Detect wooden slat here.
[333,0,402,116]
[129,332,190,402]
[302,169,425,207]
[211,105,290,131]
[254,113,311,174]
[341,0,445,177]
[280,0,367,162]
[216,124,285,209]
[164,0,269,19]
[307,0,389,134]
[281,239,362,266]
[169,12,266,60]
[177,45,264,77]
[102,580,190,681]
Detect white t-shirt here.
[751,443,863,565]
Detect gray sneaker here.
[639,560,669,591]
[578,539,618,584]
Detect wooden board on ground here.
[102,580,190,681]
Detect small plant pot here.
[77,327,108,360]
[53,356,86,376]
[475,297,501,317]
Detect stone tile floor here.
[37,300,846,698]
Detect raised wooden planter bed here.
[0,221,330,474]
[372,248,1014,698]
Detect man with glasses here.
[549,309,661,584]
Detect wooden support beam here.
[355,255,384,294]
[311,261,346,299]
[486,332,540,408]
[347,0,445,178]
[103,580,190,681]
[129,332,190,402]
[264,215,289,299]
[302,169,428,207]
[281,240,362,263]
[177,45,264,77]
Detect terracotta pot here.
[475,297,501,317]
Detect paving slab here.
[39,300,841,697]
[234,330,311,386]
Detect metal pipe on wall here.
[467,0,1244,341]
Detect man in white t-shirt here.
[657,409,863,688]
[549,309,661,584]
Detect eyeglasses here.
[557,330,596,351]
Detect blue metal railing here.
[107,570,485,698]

REQUEST:
Reproduce the records above exactly.

THE RESULT:
Detect wooden slat here.
[333,0,402,116]
[129,332,190,402]
[302,169,425,207]
[211,105,290,131]
[254,113,311,174]
[341,0,445,177]
[280,0,367,162]
[216,124,285,209]
[164,0,269,19]
[307,0,389,134]
[281,239,362,266]
[169,12,266,60]
[177,45,264,77]
[102,580,190,681]
Detect white t-shirt here.
[751,443,863,565]
Detect gray sneaker here.
[639,560,669,591]
[578,539,618,584]
Detect wooden board on ground here.
[102,580,190,681]
Detect small plant pot here.
[77,327,108,360]
[53,356,86,376]
[475,297,501,317]
Detect stone tile floor here.
[37,300,846,698]
Detect raised wooden planter bed here.
[0,221,330,474]
[372,248,1014,698]
Detect man with glasses here.
[549,309,661,584]
Detect wooden support beam here.
[355,255,384,294]
[311,261,346,299]
[486,332,540,408]
[347,0,445,178]
[103,580,190,681]
[129,332,190,402]
[264,215,289,299]
[302,169,428,207]
[281,240,362,263]
[177,45,264,77]
Detect terracotta pot here.
[475,297,501,317]
Detect paving slab here.
[39,300,841,697]
[234,330,311,386]
Detect metal pipe on wall here.
[467,0,1244,341]
Detect man in white t-shirt here.
[657,409,863,688]
[549,309,661,584]
Detect eyeglasses here.
[557,330,596,351]
Detect blue metal railing here.
[107,570,485,698]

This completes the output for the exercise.